| Records |
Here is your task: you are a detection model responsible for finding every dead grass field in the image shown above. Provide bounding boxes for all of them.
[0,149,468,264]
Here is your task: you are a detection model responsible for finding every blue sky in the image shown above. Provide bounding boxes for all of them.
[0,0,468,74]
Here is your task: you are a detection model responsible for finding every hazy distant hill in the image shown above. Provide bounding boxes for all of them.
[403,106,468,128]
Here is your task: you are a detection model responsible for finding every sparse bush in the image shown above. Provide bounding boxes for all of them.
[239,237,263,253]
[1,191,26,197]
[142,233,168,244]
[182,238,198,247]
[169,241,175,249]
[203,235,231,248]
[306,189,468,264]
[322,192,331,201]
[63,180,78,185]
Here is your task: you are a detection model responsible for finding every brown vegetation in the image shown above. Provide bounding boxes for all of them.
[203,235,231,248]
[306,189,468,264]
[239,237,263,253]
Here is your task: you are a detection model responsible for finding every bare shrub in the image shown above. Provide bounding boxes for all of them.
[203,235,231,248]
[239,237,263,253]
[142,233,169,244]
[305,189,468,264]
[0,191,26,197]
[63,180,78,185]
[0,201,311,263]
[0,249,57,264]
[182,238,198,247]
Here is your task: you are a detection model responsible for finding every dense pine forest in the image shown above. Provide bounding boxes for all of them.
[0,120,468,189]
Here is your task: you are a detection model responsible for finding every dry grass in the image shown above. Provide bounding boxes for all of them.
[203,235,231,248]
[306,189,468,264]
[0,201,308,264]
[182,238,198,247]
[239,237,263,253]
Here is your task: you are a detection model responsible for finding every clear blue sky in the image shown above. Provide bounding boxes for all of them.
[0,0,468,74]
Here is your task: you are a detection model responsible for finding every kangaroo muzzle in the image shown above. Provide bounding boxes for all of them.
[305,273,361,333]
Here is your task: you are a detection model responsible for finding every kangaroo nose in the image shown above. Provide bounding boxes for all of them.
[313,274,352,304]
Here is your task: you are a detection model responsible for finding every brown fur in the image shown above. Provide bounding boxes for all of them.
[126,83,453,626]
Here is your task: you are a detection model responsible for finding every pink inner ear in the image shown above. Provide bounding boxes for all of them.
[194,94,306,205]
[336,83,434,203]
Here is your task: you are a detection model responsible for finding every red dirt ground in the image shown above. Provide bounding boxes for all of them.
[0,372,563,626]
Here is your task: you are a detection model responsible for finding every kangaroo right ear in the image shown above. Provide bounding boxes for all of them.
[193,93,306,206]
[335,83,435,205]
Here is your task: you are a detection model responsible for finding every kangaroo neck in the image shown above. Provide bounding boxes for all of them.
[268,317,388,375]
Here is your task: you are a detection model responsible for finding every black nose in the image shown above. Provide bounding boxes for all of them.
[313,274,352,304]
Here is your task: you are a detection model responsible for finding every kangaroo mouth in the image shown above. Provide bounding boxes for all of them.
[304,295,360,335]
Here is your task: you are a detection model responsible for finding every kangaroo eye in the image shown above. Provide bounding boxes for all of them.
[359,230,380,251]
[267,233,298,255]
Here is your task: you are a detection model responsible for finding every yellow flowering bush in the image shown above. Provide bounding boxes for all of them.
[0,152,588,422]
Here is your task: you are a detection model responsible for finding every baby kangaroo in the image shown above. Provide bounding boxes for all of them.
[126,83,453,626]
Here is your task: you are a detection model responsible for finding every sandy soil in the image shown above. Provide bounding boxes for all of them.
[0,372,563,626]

| What needs to be done |
Convert every one of the rows above into a JSON list of strings, with one string per line and blank lines left out.

| Exercise result |
[
  "Here is your task: you are a detection model responsible for finding every dead grass field in the image shown above. Provide bounding boxes for all of them.",
  "[0,149,468,264]",
  "Here is your task: you are a detection model responsible for finding every blue sky in the image shown above. Provide bounding boxes for all of them.",
  "[0,0,468,74]",
  "Here is your task: you are a detection model responsible for finding every hazy distant hill in the image shown above. Provide bounding boxes for all of them.",
  "[403,106,468,128]",
  "Here is your task: you are a detection model responsible for finding every sparse bush in the image shown above. Provide bounding boxes for all of them.",
  "[239,237,263,253]",
  "[1,191,26,197]",
  "[142,233,168,244]",
  "[182,238,198,247]",
  "[169,241,175,249]",
  "[203,235,231,248]",
  "[306,189,468,264]",
  "[322,192,331,201]",
  "[63,180,78,185]",
  "Here is your task: you are a detection model responsible for finding every brown vegetation in the image shown above. Provide bounding boxes for all of them.",
  "[203,235,231,248]",
  "[306,189,468,264]",
  "[239,237,263,253]",
  "Here is your task: you are a detection model responsible for finding every bare shrub in the image shown above. Provide bounding boxes for all of them.",
  "[203,235,231,248]",
  "[239,237,263,253]",
  "[142,233,169,244]",
  "[305,189,468,264]",
  "[0,191,26,197]",
  "[63,180,78,185]",
  "[0,201,311,263]",
  "[0,249,57,264]",
  "[182,238,198,247]",
  "Here is your task: you are a detection model responsible for finding every dense pine forest in the image shown above. Provide bounding boxes for all of them.",
  "[0,120,468,189]",
  "Here is your task: you are a detection model responsible for finding every dry grass in the image shown above. Provide bounding boxes for all of them.",
  "[203,235,231,248]",
  "[306,189,468,264]",
  "[0,201,308,264]",
  "[182,238,198,247]",
  "[239,237,263,253]",
  "Here is your task: you are a detection model responsible for finding every clear blue sky in the image shown above. Provide bounding boxes for all of them.",
  "[0,0,468,74]",
  "Here is your task: you are a detection model responsible for finding every kangaroo muzzle in the image shown above. Provide bounding boxes for all of them.",
  "[305,273,361,333]",
  "Here is your task: you are a detection model responsible for finding every kangaroo nose in the image shown above. Provide bounding boxes for all of them.",
  "[313,274,352,304]",
  "Here is your task: you are a detection model responsible for finding every brown fur in the image shown above. Provide bounding boxes for all of them.",
  "[126,83,453,626]",
  "Here is your task: you are a detection model responsible for finding every pink inner ear in the image shown above. Provide bounding boxes for all of them.",
  "[194,94,306,205]",
  "[336,83,434,203]",
  "Here is your task: you are a detection model responsible for finding every red dirt ground in the image shown above. Provide bounding boxes for all of them.",
  "[0,372,563,626]",
  "Here is your task: you are a detection model responsible for finding every kangaroo right ear in the image shown above. Provide bounding boxes for all of them.",
  "[193,93,306,206]",
  "[335,83,435,205]",
  "Here is your task: you are a detection model responsible for finding every kangaroo neck in the image shown above. Provide bounding boxes for all of them.",
  "[268,317,388,375]",
  "Here is your task: you are a detection model responsible for finding every black nose in the image shown above. Provide bounding boxes for all of them.",
  "[313,274,352,304]",
  "Here is your task: you are a detection model responsible for finding every kangaroo mouth in the image shown above. Provide bounding boxes for all of them.",
  "[304,295,360,335]",
  "Here is your task: you are a detection model responsible for finding every kangaroo eye in the image shown above. Provide bounding boxes for all of them.",
  "[359,230,380,251]",
  "[267,233,298,255]",
  "Here is your task: you are a detection model responsible for finding every yellow flowering bush in the image shown above. Provide bounding boxes for all of them.",
  "[0,152,588,422]",
  "Here is your task: you are a detection model responsible for finding every baby kangaroo in the image shown above. Provide bounding boxes for all of them.",
  "[126,83,453,626]",
  "Here is your task: you are a detection model responsible for finding every sandy soil in the image shown above. Provide bounding boxes for all of them.",
  "[0,372,563,626]"
]